Lines of data
* * * * *
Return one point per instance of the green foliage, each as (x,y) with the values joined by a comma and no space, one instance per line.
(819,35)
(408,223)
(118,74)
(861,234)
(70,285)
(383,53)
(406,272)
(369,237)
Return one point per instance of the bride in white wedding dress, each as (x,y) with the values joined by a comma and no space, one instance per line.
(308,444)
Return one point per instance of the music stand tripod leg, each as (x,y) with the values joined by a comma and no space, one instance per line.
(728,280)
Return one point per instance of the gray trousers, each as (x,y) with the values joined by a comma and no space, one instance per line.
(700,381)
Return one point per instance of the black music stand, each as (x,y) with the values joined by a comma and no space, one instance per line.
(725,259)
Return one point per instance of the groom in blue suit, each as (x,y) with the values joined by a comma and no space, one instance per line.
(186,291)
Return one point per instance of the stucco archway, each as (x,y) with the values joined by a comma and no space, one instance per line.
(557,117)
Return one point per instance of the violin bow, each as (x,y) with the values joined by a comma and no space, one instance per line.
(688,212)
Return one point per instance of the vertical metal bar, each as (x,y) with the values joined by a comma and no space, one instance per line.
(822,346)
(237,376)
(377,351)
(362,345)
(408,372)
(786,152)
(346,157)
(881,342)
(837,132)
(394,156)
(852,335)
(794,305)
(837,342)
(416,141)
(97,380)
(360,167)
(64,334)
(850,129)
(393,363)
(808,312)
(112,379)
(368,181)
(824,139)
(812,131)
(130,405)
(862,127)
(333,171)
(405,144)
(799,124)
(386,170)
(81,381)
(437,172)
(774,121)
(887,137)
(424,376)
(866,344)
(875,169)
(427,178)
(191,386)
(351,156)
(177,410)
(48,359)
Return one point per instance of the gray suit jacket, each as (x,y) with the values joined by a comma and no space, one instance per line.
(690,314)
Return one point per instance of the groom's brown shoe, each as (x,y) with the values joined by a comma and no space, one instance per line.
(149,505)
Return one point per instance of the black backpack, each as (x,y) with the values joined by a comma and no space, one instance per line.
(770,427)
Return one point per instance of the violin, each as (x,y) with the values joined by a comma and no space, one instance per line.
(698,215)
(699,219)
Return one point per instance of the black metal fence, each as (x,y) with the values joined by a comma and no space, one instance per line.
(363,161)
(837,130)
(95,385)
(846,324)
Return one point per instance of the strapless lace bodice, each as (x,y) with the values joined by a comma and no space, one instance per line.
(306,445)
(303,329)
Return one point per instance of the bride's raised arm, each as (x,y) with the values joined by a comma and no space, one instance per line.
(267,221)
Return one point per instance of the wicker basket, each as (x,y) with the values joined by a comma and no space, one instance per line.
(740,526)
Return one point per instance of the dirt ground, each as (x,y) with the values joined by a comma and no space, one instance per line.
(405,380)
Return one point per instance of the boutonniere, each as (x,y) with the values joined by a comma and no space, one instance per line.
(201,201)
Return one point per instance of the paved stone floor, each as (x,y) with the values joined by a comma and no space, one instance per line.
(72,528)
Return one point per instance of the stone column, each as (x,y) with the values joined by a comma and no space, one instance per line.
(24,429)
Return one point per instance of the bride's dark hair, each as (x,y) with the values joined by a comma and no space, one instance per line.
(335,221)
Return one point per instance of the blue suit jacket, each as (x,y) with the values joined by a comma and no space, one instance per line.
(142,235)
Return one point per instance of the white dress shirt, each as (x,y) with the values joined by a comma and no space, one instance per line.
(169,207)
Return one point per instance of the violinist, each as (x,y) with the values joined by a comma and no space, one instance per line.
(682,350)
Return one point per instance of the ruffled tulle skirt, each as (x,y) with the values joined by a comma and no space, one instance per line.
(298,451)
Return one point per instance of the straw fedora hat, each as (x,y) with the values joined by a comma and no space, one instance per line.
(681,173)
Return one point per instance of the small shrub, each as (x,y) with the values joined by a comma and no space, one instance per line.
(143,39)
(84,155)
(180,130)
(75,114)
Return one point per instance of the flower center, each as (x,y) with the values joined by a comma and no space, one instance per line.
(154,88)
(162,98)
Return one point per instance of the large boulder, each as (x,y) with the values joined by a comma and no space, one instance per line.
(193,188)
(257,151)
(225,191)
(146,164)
* * * * *
WHAT YOU WILL DO
Update all of the lines above by replacing every occurrence of "joined by" with "separated by". Leave everything else unchanged.

COMPLETE OUTPUT
Return one point per instance of the green foliage, each as (x,y) with the values separated by a comma and no space, one instance per line.
(819,35)
(408,223)
(118,74)
(861,234)
(70,285)
(383,53)
(406,272)
(369,237)
Return one point per instance of the bride in white wedding dress, each as (x,y) with the values separated by a comma and no space, one instance per line.
(308,444)
Return one point per instance of the music stand tripod leg, each as (x,y) with the values separated by a comma and no space, one instance per line.
(728,280)
Return one point per instance of the gray trousers, each as (x,y) with the values separated by a comma and no space, one instance per line.
(700,381)
Return one point per instance of the black music stand, each as (x,y) with the values separated by a comma and no space, one instance per line.
(725,259)
Return one point per instance of the groom in blue suit, each as (x,y) with the values separated by a comma and no space, one instance per line.
(186,291)
Return one point per instance of the stucco archway, each as (x,y) with the values separated by a comma and no space, one instance per line.
(557,117)
Return one point per instance of the violin bow, each as (x,y) with the values separated by a comma and no space, one instance per line.
(688,212)
Return one point per instance of the vertical metal bar, each as (x,y) with the values separated by a comma and no space, one instance per line.
(822,346)
(237,376)
(377,351)
(362,345)
(408,372)
(786,152)
(346,157)
(881,342)
(837,132)
(394,156)
(852,335)
(794,305)
(837,342)
(416,141)
(97,380)
(360,167)
(64,334)
(850,129)
(393,363)
(808,312)
(112,379)
(368,181)
(824,139)
(812,131)
(130,405)
(862,127)
(333,171)
(405,144)
(799,124)
(386,170)
(81,381)
(437,172)
(774,121)
(887,137)
(424,376)
(866,344)
(875,169)
(427,178)
(191,386)
(351,156)
(177,410)
(48,359)
Return one point per instance of the gray suit jacket, each as (x,y) with the values separated by a comma and no space, one instance per line.
(690,314)
Return one point per instance of the groom's brown shoe, each as (x,y) with the values separated by a comma and no space, one instance per line.
(149,505)
Return one point per instance of the black backpack, each as (x,y) with the values separated by a comma and no space, one instance per line.
(770,427)
Return one point per instance of the violin, each as (x,y) with the values separated by a comma and no space, one instance per line.
(698,215)
(699,219)
Return one point per instance of the black metal fence, each as (x,y) with the values separated by a comma and no space, one instance per line.
(363,161)
(837,130)
(95,385)
(846,324)
Return one point per instance of the strapless lace bodice, each as (x,y) with the values separated by a comma and no space, one instance per line.
(306,445)
(303,329)
Return one point per instance of the bride's raised arm, each as (x,y) with the values separated by a comma and no space, one instance per line.
(267,221)
Return one point per instance of the wicker basket, each as (x,y) with the values separated by a comma and no space, one instance per line.
(740,526)
Return one point per instance of the dirt ground, each as (x,y) with the values separated by a comma and no space, one instance per line.
(405,380)
Return one point per instance of the boutonniere, each as (x,y) with the values separated by a comma and no space, one instance per line.
(201,201)
Return one point per instance of the paved stone floor, each as (x,y) with the values separated by a comma and no space, one instance per line.
(72,528)
Return one point per instance of the stone column, each as (x,y) with the values separated by a comma and no space, one instance per line.
(24,429)
Return one point per instance of the bride's dark hair, each as (x,y) with the values separated by a comma and no space, one instance per line.
(335,221)
Return one point per instance of the blue suit jacket, each as (x,y) with the values separated by a comma and no space, one instance per line.
(142,235)
Return one point per instance of the white dress shirt, each as (x,y) with the values separated by a comma and no space, one instance per line.
(169,207)
Return one point per instance of the violinist, each as (x,y) with the values separated by a comma and no space, one instance per line.
(682,350)
Return one point per instance of the ruffled tulle skirt, each as (x,y) with the values separated by a comma and no space, one instance per line.
(298,451)
Return one point per instance of the straw fedora hat, each as (x,y) with the values separated by a comma and no space, one instance per line.
(681,173)
Return one point per instance of the small shrub, each as (x,y) with the values separated by a comma and no space, one instance per line.
(143,39)
(84,155)
(180,130)
(75,114)
Return one point per instance of the flower center, each as (x,y) with the values separated by a comma and no space, one instance per line.
(154,88)
(162,98)
Return one point per instance of the large boulder, each as (x,y) with the values separated by a comma and no space, one instance per line.
(193,188)
(257,151)
(225,191)
(146,164)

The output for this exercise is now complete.